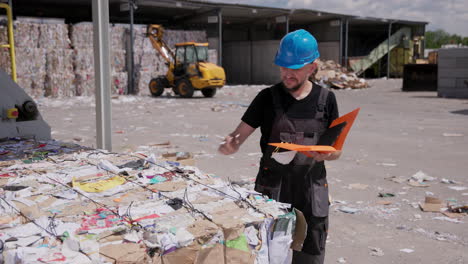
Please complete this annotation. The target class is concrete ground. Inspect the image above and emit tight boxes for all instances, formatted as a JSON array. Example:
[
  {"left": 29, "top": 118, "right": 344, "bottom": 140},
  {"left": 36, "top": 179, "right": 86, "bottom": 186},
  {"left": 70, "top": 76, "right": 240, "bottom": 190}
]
[{"left": 38, "top": 79, "right": 468, "bottom": 263}]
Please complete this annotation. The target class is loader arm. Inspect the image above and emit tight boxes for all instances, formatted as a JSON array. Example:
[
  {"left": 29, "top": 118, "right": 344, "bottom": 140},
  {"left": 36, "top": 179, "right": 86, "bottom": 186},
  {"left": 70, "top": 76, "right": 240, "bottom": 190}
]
[{"left": 146, "top": 25, "right": 175, "bottom": 65}]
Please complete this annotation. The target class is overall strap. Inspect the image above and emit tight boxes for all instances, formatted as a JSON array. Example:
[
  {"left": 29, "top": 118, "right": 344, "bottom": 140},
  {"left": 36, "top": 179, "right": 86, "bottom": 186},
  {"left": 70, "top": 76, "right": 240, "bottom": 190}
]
[
  {"left": 270, "top": 85, "right": 284, "bottom": 116},
  {"left": 315, "top": 85, "right": 329, "bottom": 119}
]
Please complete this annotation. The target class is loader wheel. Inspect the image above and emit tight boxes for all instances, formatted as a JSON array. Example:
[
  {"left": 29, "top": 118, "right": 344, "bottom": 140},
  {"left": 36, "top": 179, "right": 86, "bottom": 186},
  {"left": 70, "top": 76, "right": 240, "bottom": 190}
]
[
  {"left": 149, "top": 77, "right": 165, "bottom": 97},
  {"left": 176, "top": 79, "right": 194, "bottom": 98},
  {"left": 202, "top": 88, "right": 217, "bottom": 98}
]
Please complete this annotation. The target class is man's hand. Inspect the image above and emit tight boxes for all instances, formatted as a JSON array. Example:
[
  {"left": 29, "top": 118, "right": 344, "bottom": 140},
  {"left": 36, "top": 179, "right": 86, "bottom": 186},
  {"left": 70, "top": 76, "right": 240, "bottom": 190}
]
[
  {"left": 310, "top": 150, "right": 341, "bottom": 162},
  {"left": 218, "top": 121, "right": 255, "bottom": 155},
  {"left": 218, "top": 134, "right": 240, "bottom": 155}
]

__CHALLENGE__.
Transcribe word for word the lines from the one holding "Please complete this annotation. The target class is overall" to the last line of the listing above, inclusive.

__ANSWER__.
Please complete this annotation. The target class is overall strap. Inspect the image above and emit tight boxes for all instances, formatted as a JSON array. Example:
[
  {"left": 29, "top": 118, "right": 344, "bottom": 140},
  {"left": 36, "top": 179, "right": 86, "bottom": 186},
  {"left": 70, "top": 76, "right": 240, "bottom": 190}
]
[
  {"left": 270, "top": 85, "right": 284, "bottom": 116},
  {"left": 315, "top": 85, "right": 329, "bottom": 119}
]
Please complete this annotation. The target class is loader wheel. Inspect the image above and emit tight boxes for all instances, formatted as a JSON array. Example:
[
  {"left": 29, "top": 118, "right": 344, "bottom": 140},
  {"left": 36, "top": 179, "right": 86, "bottom": 186},
  {"left": 70, "top": 76, "right": 240, "bottom": 190}
]
[
  {"left": 149, "top": 77, "right": 165, "bottom": 97},
  {"left": 176, "top": 79, "right": 194, "bottom": 98},
  {"left": 202, "top": 88, "right": 217, "bottom": 98}
]
Please complete this annotation. The target class is man's hand. Inspect the image above and emit tight boxes for all instances, formatted as a JSON array. Example:
[
  {"left": 29, "top": 118, "right": 344, "bottom": 140},
  {"left": 36, "top": 179, "right": 86, "bottom": 186},
  {"left": 70, "top": 76, "right": 240, "bottom": 190}
]
[
  {"left": 310, "top": 150, "right": 341, "bottom": 162},
  {"left": 218, "top": 121, "right": 255, "bottom": 155},
  {"left": 218, "top": 134, "right": 240, "bottom": 155}
]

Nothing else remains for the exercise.